Kitchen hacks for robots: German professor makes robots smarter and more independent

Making pizza, popcorn or pancakes is no problem for the robots Boxy and Pepper from the Institute for Artificial Intelligence in Bremen. But is their artificial intelligence really enough to provide help to people who really need it in their everyday lives?  'No, not yet', admits Professor Michael Beetz, one of Germany's most renowned robotics researchers. He is relying on two strategies to get closer to realising the dream of dependable AI helpers for everyday needs.

Professor Beetz, which is easier: teaching children  or robots  to make pizza?

You don’t need to be a professor to teach children how to make pizza. However, it's just as much fun with either children or robots – as long as you don't worry about tomato sauce getting all over the kitchen. Our robot Boxy is now very good at putting on the pizza toppings. But only if we fill the tomato sauce and the cheese in their usual red and yellow bowls first. The difference between children and robots becomes obvious when something goes wrong or just differently than normal: If a bowl accidentally falls on the floor, children will generally know what to do: pick up the bowl and wipe up the spilled sauce. The robots, on the other hand, are not familiar with this situation unless they have explicitly been trained in what to do in such situations.

= EXTRACTED MATERIAL =
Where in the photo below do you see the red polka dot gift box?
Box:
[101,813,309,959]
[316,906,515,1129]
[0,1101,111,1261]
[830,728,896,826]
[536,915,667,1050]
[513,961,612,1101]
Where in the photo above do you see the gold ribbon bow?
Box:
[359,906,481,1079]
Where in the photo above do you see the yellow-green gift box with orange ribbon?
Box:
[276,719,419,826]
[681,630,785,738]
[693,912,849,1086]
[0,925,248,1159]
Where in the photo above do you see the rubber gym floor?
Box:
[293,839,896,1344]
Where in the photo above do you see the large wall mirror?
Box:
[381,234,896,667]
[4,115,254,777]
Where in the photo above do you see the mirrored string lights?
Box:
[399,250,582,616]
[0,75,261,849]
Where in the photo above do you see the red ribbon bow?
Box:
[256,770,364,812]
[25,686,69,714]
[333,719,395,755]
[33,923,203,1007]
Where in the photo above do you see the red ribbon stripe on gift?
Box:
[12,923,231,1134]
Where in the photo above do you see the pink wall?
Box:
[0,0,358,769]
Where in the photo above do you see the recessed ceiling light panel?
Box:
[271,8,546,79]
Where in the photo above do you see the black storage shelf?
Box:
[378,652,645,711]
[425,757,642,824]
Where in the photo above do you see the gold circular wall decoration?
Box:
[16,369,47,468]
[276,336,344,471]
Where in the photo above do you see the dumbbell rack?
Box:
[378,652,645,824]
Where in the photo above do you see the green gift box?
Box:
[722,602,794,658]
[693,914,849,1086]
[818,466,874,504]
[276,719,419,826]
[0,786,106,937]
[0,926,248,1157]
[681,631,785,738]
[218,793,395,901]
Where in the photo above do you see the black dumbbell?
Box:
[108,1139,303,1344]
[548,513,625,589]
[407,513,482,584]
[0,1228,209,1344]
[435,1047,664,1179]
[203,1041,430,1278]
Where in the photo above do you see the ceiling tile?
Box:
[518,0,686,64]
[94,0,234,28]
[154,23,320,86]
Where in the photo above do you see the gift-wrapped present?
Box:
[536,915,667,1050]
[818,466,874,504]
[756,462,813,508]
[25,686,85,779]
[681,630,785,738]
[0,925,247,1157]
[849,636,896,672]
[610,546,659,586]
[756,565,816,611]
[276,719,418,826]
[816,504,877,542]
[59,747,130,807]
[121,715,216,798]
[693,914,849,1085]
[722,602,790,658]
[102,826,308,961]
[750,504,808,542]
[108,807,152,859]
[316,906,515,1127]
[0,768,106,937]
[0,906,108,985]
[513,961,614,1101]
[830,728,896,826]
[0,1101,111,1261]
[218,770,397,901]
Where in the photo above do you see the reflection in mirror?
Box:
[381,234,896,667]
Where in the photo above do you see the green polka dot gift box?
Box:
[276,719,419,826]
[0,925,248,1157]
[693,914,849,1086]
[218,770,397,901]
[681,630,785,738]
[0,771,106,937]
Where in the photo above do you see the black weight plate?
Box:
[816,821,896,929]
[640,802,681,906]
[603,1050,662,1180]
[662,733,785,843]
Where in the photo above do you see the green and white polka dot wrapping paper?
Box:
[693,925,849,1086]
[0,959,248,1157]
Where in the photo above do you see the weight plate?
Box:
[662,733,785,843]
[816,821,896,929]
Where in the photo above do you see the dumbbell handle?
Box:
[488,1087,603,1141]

= GIVEN REQUEST 1 =
In the interview about kitchen robots, what has to be done before Boxy can put on pizza toppings well?
= GIVEN REQUEST 2 =
Carry on the interview about kitchen robots from where it stops.

= WRITTEN REPLY 1 =
The tomato sauce and the cheese have to be filled into their usual red and yellow bowls first.

= WRITTEN REPLY 2 =
How intelligent is 'Artificial Intelligence' really?

Don't be fooled by the videos of cooking, dancing or vacuuming robots on the internet. They're not yet really intelligent in the sense of truly being able to act independently. They still lack a comprehensive understanding of everyday situations.

It comes as a surprise to many people, but it’s much more difficult for a robot to lay a table or to pick up a bottle and pour some milk into a glass than it is to win a game of chess against a grand master.

It took our robot Raphael a year to learn to make popcorn on its own! At that rate of development, we obviously won’t live long enough to create robots that can respond to our needs and desires. We want robots that can also carry out abstract instructions on their own and, for example, help people in need of assistance, all without making any mistakes. After all, it’s not enough for granddad to be put to bed well on only three out of four nights.

Robots are using your online platform 'OpenEASE' to learn all by themselves and to do so faster than ever before. How does it work?

Around the world, robotics researchers are trying to increase the speed at which robots learn, to bring them to perfection and to reduce the programming hurdles. Here in Bremen, we are following two paths to achieve this. Firstly, we are employing virtual reality to teach our robots to learn things on their own, so that we don’t have to laboriously programme every little action ourselves. Secondly, we are using 'OpenEASE' to provide an open-access knowledge database for robots, a sort of Robo-wikiHow. Robots all around the world can use it to link up simultaneously online to share their knowledge on motion sequences in their own language. In this way, Raphael learned on its own how to open a fridge door from a Japanese robot in Tokyo!

Is the 'OpenEASE' platform really freely available to everyone?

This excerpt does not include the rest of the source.